### Exercise description
Convert the rows below into a two-column CSV with the header text,coordinates, giving one line per row. Put each row's text and its answer in separate quoted fields, replace line breaks with spaces, and leave the pictures out.

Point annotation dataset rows

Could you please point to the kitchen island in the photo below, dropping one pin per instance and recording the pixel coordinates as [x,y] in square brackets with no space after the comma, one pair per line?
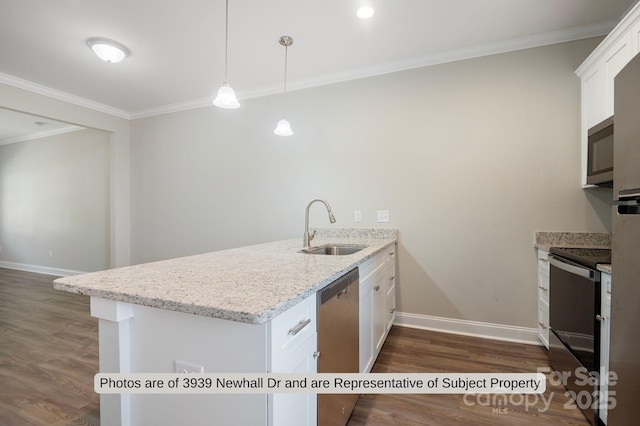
[226,311]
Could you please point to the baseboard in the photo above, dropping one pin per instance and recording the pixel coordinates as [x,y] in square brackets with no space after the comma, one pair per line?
[39,269]
[469,328]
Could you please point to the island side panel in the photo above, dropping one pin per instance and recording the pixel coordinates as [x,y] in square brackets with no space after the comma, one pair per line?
[113,340]
[158,337]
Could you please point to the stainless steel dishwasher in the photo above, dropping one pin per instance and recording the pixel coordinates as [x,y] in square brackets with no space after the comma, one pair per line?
[338,344]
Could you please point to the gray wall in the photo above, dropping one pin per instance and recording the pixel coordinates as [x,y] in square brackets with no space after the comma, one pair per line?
[470,158]
[54,202]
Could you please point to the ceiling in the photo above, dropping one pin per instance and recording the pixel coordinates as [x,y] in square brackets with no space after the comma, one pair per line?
[177,47]
[19,127]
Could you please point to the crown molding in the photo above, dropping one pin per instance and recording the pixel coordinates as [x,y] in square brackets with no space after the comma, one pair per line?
[504,46]
[39,135]
[62,96]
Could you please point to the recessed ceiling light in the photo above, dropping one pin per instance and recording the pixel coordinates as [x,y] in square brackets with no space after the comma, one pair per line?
[108,50]
[365,12]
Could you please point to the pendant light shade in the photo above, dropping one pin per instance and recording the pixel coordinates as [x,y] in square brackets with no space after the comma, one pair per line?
[226,95]
[108,50]
[284,128]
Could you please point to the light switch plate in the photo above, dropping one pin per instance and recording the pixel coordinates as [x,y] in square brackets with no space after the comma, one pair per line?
[383,215]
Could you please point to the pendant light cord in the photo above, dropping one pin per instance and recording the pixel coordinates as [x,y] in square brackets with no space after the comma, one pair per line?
[226,39]
[284,111]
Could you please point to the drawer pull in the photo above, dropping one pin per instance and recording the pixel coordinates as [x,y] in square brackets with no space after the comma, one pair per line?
[298,328]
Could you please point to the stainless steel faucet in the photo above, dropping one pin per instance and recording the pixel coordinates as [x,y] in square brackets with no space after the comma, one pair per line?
[306,241]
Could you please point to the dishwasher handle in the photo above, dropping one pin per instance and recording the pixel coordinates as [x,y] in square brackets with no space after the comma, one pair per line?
[581,271]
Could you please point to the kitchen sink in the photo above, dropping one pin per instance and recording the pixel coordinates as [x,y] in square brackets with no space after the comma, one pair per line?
[334,249]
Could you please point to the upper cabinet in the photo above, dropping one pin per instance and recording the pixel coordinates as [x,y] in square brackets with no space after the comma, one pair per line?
[597,75]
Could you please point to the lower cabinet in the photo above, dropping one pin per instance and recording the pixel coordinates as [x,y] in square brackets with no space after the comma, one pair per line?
[296,409]
[377,305]
[294,342]
[543,297]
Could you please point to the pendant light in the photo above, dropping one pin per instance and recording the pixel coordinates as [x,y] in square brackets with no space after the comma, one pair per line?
[284,128]
[226,95]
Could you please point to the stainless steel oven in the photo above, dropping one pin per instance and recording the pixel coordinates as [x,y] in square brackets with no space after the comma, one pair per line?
[574,317]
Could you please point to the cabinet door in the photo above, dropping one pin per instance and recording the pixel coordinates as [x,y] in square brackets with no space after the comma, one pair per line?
[543,297]
[605,332]
[295,409]
[617,57]
[366,328]
[594,108]
[379,327]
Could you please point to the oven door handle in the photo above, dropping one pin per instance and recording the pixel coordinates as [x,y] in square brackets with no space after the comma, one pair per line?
[589,274]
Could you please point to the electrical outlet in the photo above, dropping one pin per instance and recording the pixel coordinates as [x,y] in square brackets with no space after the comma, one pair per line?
[187,367]
[383,215]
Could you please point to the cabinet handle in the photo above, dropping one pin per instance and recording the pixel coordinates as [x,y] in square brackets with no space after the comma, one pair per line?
[342,293]
[298,328]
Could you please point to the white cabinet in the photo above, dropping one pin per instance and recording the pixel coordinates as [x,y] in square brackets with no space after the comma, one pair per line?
[377,304]
[543,297]
[598,71]
[605,332]
[293,350]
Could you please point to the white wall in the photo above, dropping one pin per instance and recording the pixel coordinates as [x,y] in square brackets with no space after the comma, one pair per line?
[54,202]
[34,100]
[470,158]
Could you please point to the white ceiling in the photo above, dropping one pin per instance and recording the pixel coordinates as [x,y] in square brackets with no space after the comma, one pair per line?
[19,127]
[177,47]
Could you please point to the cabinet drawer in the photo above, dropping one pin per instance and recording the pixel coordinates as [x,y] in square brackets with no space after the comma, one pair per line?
[370,266]
[291,329]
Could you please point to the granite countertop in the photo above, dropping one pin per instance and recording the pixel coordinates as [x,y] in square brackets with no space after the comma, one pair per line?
[249,284]
[546,240]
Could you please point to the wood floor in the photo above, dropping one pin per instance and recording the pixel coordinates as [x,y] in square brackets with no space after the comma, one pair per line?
[420,351]
[49,354]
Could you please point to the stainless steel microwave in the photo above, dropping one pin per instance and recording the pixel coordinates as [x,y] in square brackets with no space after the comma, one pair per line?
[600,154]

### Exercise answer
text,coordinates
"Could you please point to the kitchen island in the photo below, dropping one pin per instance and recording the pixel coordinates as [x,y] in square brackets with no space after the comma, one pair per line?","[226,311]"
"Could you please point to the baseboard in the photo above, dropping one pin per instance and recording the pixel coordinates as [x,y] in square brackets with no space after the comma, one pair per line?","[39,269] [469,328]"
"Could you please point to the island side panel in the photo above, dropping one pin per instance and recording the pixel coordinates as [x,y] in square brackets with no space after the comma, one pair per line?","[113,340] [158,337]"
"Could you please point to the stainless steel dishwasher in the photo above, dropping one pin per instance and recording the pixel coordinates as [x,y] in square brackets with no space after the comma, one pair per line?","[338,344]"
"Could you please point to the gray wall in the photo above, dropping one pin per instance and recording the pixel coordinates as [x,y] in square brackets with no space after the comma, one pair per line?","[470,158] [54,202]"
"Could you please point to the ceiling in the photo above, dropping one pin per instance and recording the pixel coordinates as [x,y] in square brackets with no space after the comma, one pair per line?","[177,47] [19,127]"
"Could you please point to the crown molding in the photo above, dropping one pin per instance and recording the pixel coordinates as [x,y] in square brackets with no space after the comma, one pair per line?","[504,46] [39,135] [62,96]"
"Could you please point to the recessed ceiling light in the photo above, dropping one pin per instance and recording the pixel coordinates as [x,y] in square brackets with no space after the comma, one pair per line?","[108,50] [365,12]"
"Could you please point to the pendant light shade in the photo above, dropping one pin per instance and recording the pixel coordinates as [x,y] in square brackets with no space after the comma, one pair per line?","[226,95] [108,50] [284,128]"
"Could you please point to the light switch plate in the photo above, dropping one pin per instance and recording the pixel coordinates as [x,y] in square brackets with no space after the comma, one pair per line?","[383,215]"
"Could you please point to the pendant light cord in the photo above, dropping one pin per instance and recording the pixel coordinates as [x,y] in square brackets with no space after the comma, one pair per line?","[226,39] [284,111]"
"Could you please point to the drawer pull in the photo above, dropping one pin per instance and recording the pixel coordinates as [x,y] in square brackets with no space after the comma, one pair per line?","[298,328]"
"Could you please point to the stainless steel faucet in the photo above, dropping one pin per instance and recording the pixel coordinates as [x,y] in square brackets with no space after the comma, one pair per line?","[306,241]"
"Could you please point to the dishwasher handle in the photo above, dropping one pin per instance and recording the pixel coordinates as [x,y] in square brackets with no space after the comma, one pair per line?","[581,271]"
"Could you please point to the kitchen sink in the photo above, dropping one pin per instance and recording the pixel coordinates as [x,y] in square brackets with no space after the comma, one pair per line?","[334,249]"
"Could you please point to the upper cabinet in the photo above, dropping one pin per instance and recording the pixel coordinates as [x,y] in square brackets with no space after the comma, one pair per line?","[597,75]"
"Could you please point to the lower cabinet in the photo above, dropping one pin per instance and recording the pixel coordinates as [x,y] in square brackets with no space after the comma, one pair per line?","[296,409] [377,305] [294,342] [543,297]"
"Could you please point to the pendant light in the photo above, dropping one pin per instance and recording the pixel coordinates as [x,y] in square brackets with no space after the comma, one pair per line?","[284,128] [226,95]"
"Could you please point to the stainless steel oven in the photo above, dropping one pin per instance and recording the pixel coordinates as [x,y] in square brackets with no space after the comma, one pair per line?","[574,317]"
"Could you please point to the cabinet door in the photo above, dropping one pin per instance and recording the pixel coordinates as [x,y] in square brackets with no space after the comma, one pair per line?","[543,297] [605,332] [295,409] [617,57] [366,328] [594,108] [379,327]"
"Could you please point to the oven door handle in the photo above, dropping one pin per instance and recording the pixel coordinates as [x,y] in square brackets with no space after the comma, one pair per line?","[589,274]"
"Could you please point to the electrical outlet in the photo above, dropping one pin per instance and recording the pixel coordinates as [x,y] in square brackets with no space after the comma, one pair per line?","[187,367] [383,215]"
"Could you please point to the cabinet handle in the photo above, dropping one pin per instance and recording the pixel coordinates as [x,y] in square brackets with no space after the comma, one pair per line?","[342,293] [298,328]"
"Could you please point to the white cabinet in the photo above, dropping one pin per instance and recording the pixel coordinates as [x,y] in square brackets with no space after the comma, one pair per line?","[377,304] [543,297] [598,71] [605,332] [293,350]"
"Could you please point to the white wall in the photo above, dropping one pin per instance and recording the pixel coordinates as [x,y] in square brackets with no space after the comma, one pair per line?","[54,202] [34,100] [470,158]"
"Could you please point to the white ceiling in the photo above, dropping one pin per instance and recording the pixel coordinates as [x,y] in square brackets with no space after the comma, one pair per line?","[19,127] [177,47]"
"Could you please point to the cabinet drawer in the photo above, dropping one pin per instance and recording the pixel coordinates as [x,y] in square brackets with no space after the comma, one pair per line?","[370,266] [291,329]"
"Could you please point to the granite countertop in the photo above, dropping one pin per instance and recording the pixel coordinates as [x,y] in square brackets with no space after the comma, one pair per line?","[249,284] [546,240]"
"Could you please point to the wood floor in the photo above, dropping one pin per instance and recording the pixel coordinates as [x,y] in square brackets with no space after the comma, one pair per line?","[420,351] [49,354]"
"Could you please point to the stainless steel microwave in the photo above, dropping one pin per instance and recording the pixel coordinates as [x,y] in square brackets with no space after the comma, one pair per line?","[600,154]"